▶ [Parts of the exercise]
(a) In the Mazda B-2300 review, how long is the bed on every trim?
(b) Continue the Mazda B-2300 review from its last sentence.

▶ [Source extract]
2004 Mazda B-2300 Review

Stone-age pickup past its prime is outdone by equally priced pickups.

Reviewed by Automotive on

Overview

The 2004 Mazda B-2300 compact pickup truck is an outdated design in an ever-increasingly competitive class. Based on the Ford Ranger but with a shorter bed and less power or features, the B-2300 has not kept up with the competition in terms if design innovation, power, features, or utility. As such it is hard to recommend the B-2300 for anyone except devout Mazda fans; other buyers should check out rivals like the Dakota, S-10, and Ranger.

The Range

Body Styles: pickup truck
Engines: 2.3-liter four-cylinder
Transmissions: five-speed manual, five-speed automatic
Models: Mazda B-2300 regular cab

What's New

For 2004, the B-2300 sees a slight interior refresh by means of a new steering wheel and airbag design, new cloth upholstery and a redesigned center stack. There is also the addition of privacy glass in the sliding rear window for higher trims.

Exterior

The 2004 Mazda B-2300 comes in two body styles: regular cab and cab plus, meaning it has a back seat and extended cab. The cab plus four body style that has the backseat and extended cab body with two extra rear-hinged doors to access the backseat can only be opened when the corresponding front door is already opened. This is not available for the B-2300. The 2004 Mazda B-2300 is offered in two trims: base and SE. Regardless of trim level, all B-2300 trucks are two-wheel drive. Being two-wheel drive, this means that all B-2300 trucks are rear drive by default. All trims use a six-foot bed unlike its Ford Ranger sibling, which has a seven-foot bed. The base model has 15-inch steel wheels, trailer wiring, rear windows that can be opened, and intermittent wipers. The SE adds 15-inch alloy wheels. Stand-alone options include power door mirrors, remote keyless entry, trailer hitch holder, and outside temperature display.

Interior

The rather ""Spartan"" cab of the 2004 Mazda B-2300 starts off with cloth seats, front beverage holders, and an audio system with AM/FM radio. The SE trim adds rear beverage holders, a split/folding rear seat, CD player, and air-conditioning. Stand-alone options include cruise control, leather steering wheel trim, power front windows, and a tilt steering wheel.

The interior of the B-2300 is actually rather roomy and comfortable. The seats are somewhat uncomfortable, but the ergonomics are solid. The lack of a leather upholstery option keeps the interior from appearing upscale, but this is a basic-level workhorse type truck so the lack of amenities and appointments can be somewhat forgiven, although rivals offer better interiors with more comfortable seats, features, gadgets, and overall quality in its class.

Records from a point-labeling set
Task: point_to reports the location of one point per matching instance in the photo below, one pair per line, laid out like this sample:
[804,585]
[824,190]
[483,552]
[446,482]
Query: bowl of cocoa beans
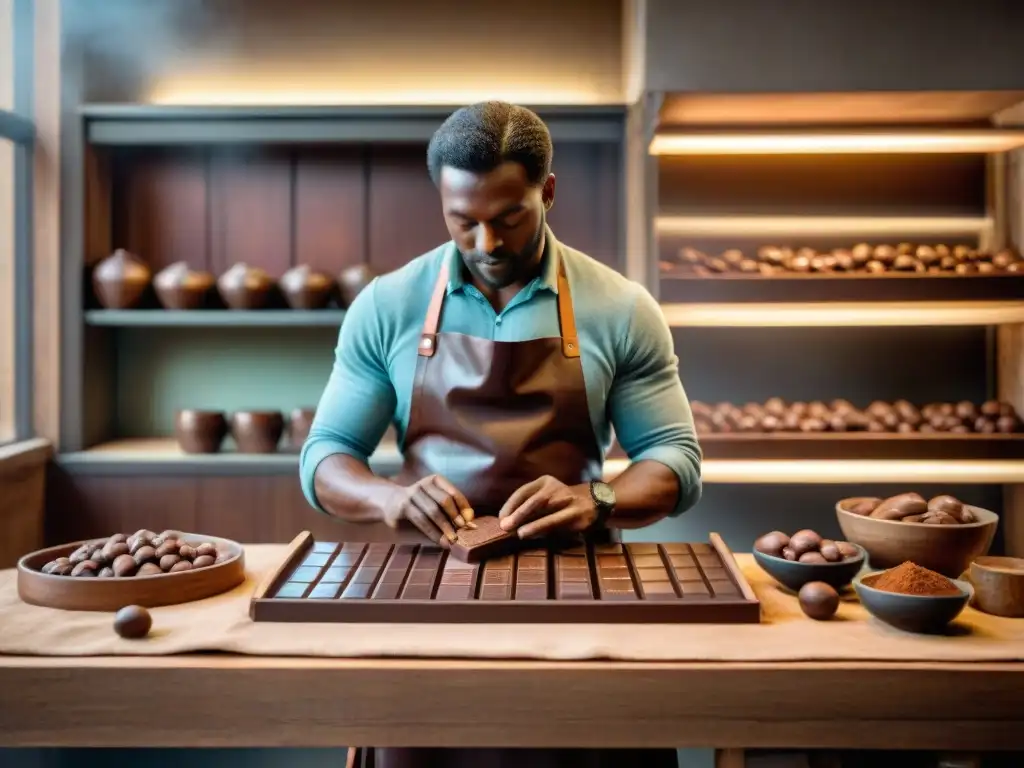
[807,556]
[941,534]
[142,568]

▶ [Expected responses]
(a) Six feet.

(b)
Performance & Handling

The Mazda B-2300 uses a 2.3-liter, inline four-cylinder engine that produces 143 horsepower and 154 lb-ft of torque. This engine can be mated to either the standard five-speed manual transmission or the optional five-speed automatic gearbox. Regardless of trim level, all B-2300 models are two-wheel drive only. All trim levels use rear drive. With the inline-four, the B-2300 can still handle most traffic situations and is sturdy enough to handle some light work duty and some off-road tasks and will handle some hauling and towing jobs although not as much as its V-6 powered siblings or remotely as much as a V-8 powered Dodge Dakota that is in this same class.

As far as handling goes, the B-2300 should be rated on its handling as a truck that can do some truck work, meaning that it won’t handle like a sedan and must be judged in the boundaries of the truck realm. In that respect, the B-2300 offers quite a bit of stability, especially when cornering. The steering is nicely weighted, and the body roll is what is to be expected from a pickup of this size. The ride is decent for a truck with some vibrations and jiggling on the rough stuff, but handles big bumps rather well. All things considered, the B-2300 isn’t a class leader, but it does a solid job with performance, handling, truck duties, and offers a decent ride. Mazda is known for its ""zoom zoom"" performance philosophy and that shows up in the oddest of places even in its pickup trucks.

Safety

For standard safety equipment, there’s dual front airbags and anti-lock brakes. A key-operated switch can deactivate the passenger-side airbag. In NHTSA tests, the B-2300 earned four out of five stars for passenger and driver safety as well as protection for the front and rear in side-impact crashes. No rollover tests were performed. In IIHS tests, the B-2300 received the second highest rating of ""acceptable"" for frontal offset crashes. No other tests were performed.

EPA Fuel Economy

Mazda B-2300: 21/27 mpg city/highway

You'll Like

  • Versatile size
  • Some toughness to build

You Won't Like

  • Dated platform
  • Lack of crew cab model
  • Limited lineup
  • Uncomfortable seats

Sum Up

Stone-age pickup past its prime is outdone by equally priced pickups.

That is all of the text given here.